__Text excerpt__
-*-

New American Ally In Somalia: ‘THE BUTCHER’, An Admirer Of Osama Bin Laden And Al-Qaeda Protector

You can’t make this stuff up.

Flashback on Al-CIAda:

“The truth is, there is no Islamic army or terrorist group called Al Qaeda. And any informed intelligence officer knows this. But there is a propaganda campaign to make the public believe in the presence of an identified entity representing the ‘devil’ only in order to drive the TV watcher to accept a unified international leadership for a war against terrorism. The country behind this propaganda is the US.”
– Robin Cook, Former British Foreign Secretary

Al Qaeda Doesn’t Exist or How The US Created Al Qaeda (Documentary)

BBC: Al-Qaeda Does Not Exist


New American Ally in Somalia: ‘Butcher’ Warlord (Wired, Sept. 8, 2011):

If you thought it was bad that Washington is paying a shady French mercenary to do its dirty work in Somalia, you ain’t seen nothing yet. Just wait to you see our latest ally: an admirer of Osama bin Laden with a gory past.

Richard Rouget, a notorious gun-for-hire who uses American funds to train African Union soldiers fighting in the ruins of Mogadishu, has been mentioned in connection with at least one murder. But U.S.-backed Somali government general Yusuf Mohamed Siad, a.k.a. “Indha Adde,” a.k.a, “The Butcher,” once ruled an entire region of Somalia with a bloody fist.

-*-

__Listed entries__
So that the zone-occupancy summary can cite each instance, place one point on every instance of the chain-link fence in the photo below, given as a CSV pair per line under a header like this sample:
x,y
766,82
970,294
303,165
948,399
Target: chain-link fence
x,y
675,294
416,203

-*-

__What the exercise asks__
Write what comes next in the piece about the warlord known as "The Butcher" and the U.S. role in Somalia, picking up right after its last sentence.

__Result of this task__
The U.S.-led international intervention in civil war-torn Somalia is unlike any of America’s other wars. Where the conflicts in Iraq and Afghanistan are fought by tens of thousands of U.S. troops, in Somalia Washington pays others to do most of the fighting. These proxies include merc firms, regional bodies such as the A.U. and local allies including the nascent federal government.

That means less direct danger to American lives. But in another sense it means more danger. The more that the U.S. relies on proxy armies to do its fighting, the more it risks those proxies usurping American support and directing it towards their own dubious ends. That’s the subject of ace reporter Jeremy Scahill’s latest piece in The Nation and also of my own feature for The Diplomat.

“As one of the main warlords who divided and destroyed Somalia during the civil war that raged through the 1990s, he brutally took control of the Lower Shabelle region,” Scahill wrote about Siad. “There are allegations that he ran drug and weapons trafficking operations from the Merca port.” Siad also readily admits providing protection to al-Qaida operatives and speaks fondly of the late Osama bin Laden.

Mind you, this is one of the top generals in the army of one of our closest allies in Somalia.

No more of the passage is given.